Exercise objective:
Could you set out every line of the listing below as a numbered list, skipping blank lines and leaving any pictures out of your answer?

——

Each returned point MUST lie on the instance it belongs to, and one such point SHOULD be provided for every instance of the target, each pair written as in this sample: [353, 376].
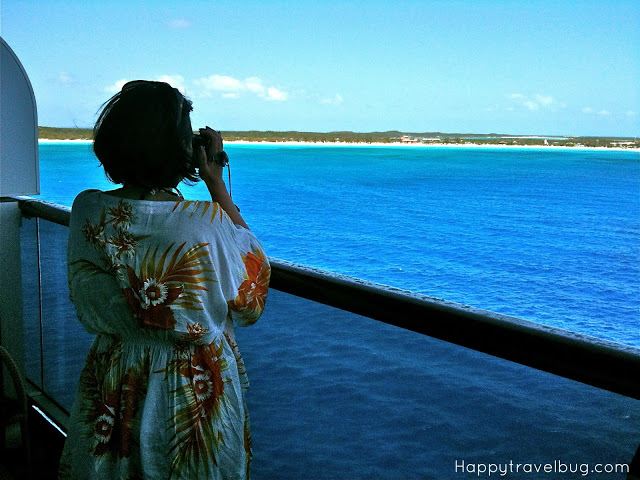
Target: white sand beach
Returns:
[392, 144]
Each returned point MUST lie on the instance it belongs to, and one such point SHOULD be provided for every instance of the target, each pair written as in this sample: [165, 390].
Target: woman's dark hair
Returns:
[143, 136]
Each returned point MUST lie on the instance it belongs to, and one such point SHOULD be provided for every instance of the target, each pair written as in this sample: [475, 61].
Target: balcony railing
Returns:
[339, 391]
[597, 362]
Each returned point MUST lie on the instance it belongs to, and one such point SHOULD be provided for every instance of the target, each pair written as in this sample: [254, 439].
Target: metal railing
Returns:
[590, 360]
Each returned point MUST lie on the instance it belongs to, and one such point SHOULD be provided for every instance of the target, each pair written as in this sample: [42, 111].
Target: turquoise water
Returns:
[548, 235]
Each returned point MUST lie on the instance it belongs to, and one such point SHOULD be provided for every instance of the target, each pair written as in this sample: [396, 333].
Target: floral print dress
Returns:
[161, 395]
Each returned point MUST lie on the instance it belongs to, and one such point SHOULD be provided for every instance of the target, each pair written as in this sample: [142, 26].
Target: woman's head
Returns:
[143, 136]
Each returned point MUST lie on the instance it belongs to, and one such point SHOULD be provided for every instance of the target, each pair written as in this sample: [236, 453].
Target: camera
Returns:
[221, 158]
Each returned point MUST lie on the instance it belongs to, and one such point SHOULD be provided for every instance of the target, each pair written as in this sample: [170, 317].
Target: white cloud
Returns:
[176, 81]
[542, 100]
[233, 87]
[64, 78]
[536, 102]
[335, 100]
[116, 87]
[178, 23]
[275, 94]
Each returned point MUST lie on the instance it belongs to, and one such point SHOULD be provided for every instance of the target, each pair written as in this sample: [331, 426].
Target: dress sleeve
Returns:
[249, 272]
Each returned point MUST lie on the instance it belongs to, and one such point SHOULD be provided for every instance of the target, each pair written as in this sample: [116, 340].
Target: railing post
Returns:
[11, 319]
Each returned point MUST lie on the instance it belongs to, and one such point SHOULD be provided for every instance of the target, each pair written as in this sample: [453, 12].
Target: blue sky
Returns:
[520, 67]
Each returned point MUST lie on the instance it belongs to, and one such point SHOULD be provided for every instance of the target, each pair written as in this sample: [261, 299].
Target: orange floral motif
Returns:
[150, 301]
[195, 332]
[252, 292]
[196, 435]
[160, 284]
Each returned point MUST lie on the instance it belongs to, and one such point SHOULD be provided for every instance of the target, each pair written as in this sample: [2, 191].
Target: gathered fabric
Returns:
[161, 285]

——

Final answer:
1. Each returned point MUST lie on the instance it belongs to, and one such point SHOULD be provided for every instance of the target, each pair written as in this sample: [353, 376].
2. Target: white sand beach
3. Returns:
4. [392, 144]
5. Each returned point MUST lie on the instance it belongs to, and one such point SHOULD be provided for every instance of the target, each pair written as in this sample: [165, 390].
6. Target: woman's dark hair
7. Returns:
8. [143, 136]
9. Each returned point MUST lie on the instance it belongs to, and one such point SHOULD be provided for every instance of the target, each pair written as in this sample: [475, 61].
10. Target: balcony railing
11. Returns:
12. [339, 391]
13. [597, 362]
14. Each returned point MUST lie on the instance it belongs to, and one such point SHOULD be provided for every instance of the target, each pair written as in this sample: [254, 439].
15. Target: metal railing
16. Returns:
17. [590, 360]
18. Each returned point MUST lie on the instance it belongs to, and one such point SHOULD be provided for every instance of the target, each pair written as in this sample: [42, 111].
19. Target: turquoise water
20. Returns:
21. [548, 235]
22. Each returned point MUST lie on the instance it belongs to, and one such point SHOULD be provided for every instance of the target, each pair written as in this sample: [396, 333].
23. Target: floral print dress
24. Returns:
25. [161, 395]
26. Each returned point MUST lie on the instance it belongs to, and one such point SHOULD be provided for every instance of the target, each pair written as in this sample: [142, 26].
27. Target: woman's head
28. Returns:
29. [143, 136]
30. Each returned point MUST lie on the instance it belongs to, and one such point SHOULD be provided for every instance of the target, each pair written as in this sample: [236, 453].
31. Target: camera
32. Returns:
33. [221, 158]
34. Each returned point MUST lie on the instance it belongs to, and one such point SHOULD be provided for every instance of the target, each pair written as in this sample: [170, 317].
35. Target: white cloud
36. Returns:
37. [176, 81]
38. [542, 100]
39. [233, 87]
40. [64, 78]
41. [536, 102]
42. [335, 100]
43. [116, 87]
44. [178, 23]
45. [275, 94]
46. Each returned point MUST lie on the instance it belongs to, and one such point SHOULD be provided for every instance of the target, each pair written as in this sample: [331, 426].
47. Target: dress sleeve
48. Returns:
49. [249, 272]
50. Each returned point MUST lie on the instance it belongs to, and one such point SHOULD be provided for every instance of the target, each pair written as in this sample: [116, 340].
51. Target: railing post
52. Returns:
53. [11, 319]
54. Each returned point MUST lie on the instance it belongs to, and one such point SHOULD be provided for every instance of the target, each pair written as in this sample: [453, 12].
55. Target: blue sky
56. Returns:
57. [520, 67]
58. Each returned point MUST lie on the instance it belongs to, and one such point SHOULD be provided for every instance of the target, each pair written as in this sample: [261, 299].
59. Target: orange floral motif
60. Returns:
61. [150, 301]
62. [195, 332]
63. [252, 292]
64. [196, 435]
65. [160, 284]
66. Each returned point MUST lie on the instance it belongs to, and one such point SHOULD be provided for every instance of the target, each pair written as in this sample: [2, 191].
67. Target: gathered fabric
68. Returns:
69. [161, 285]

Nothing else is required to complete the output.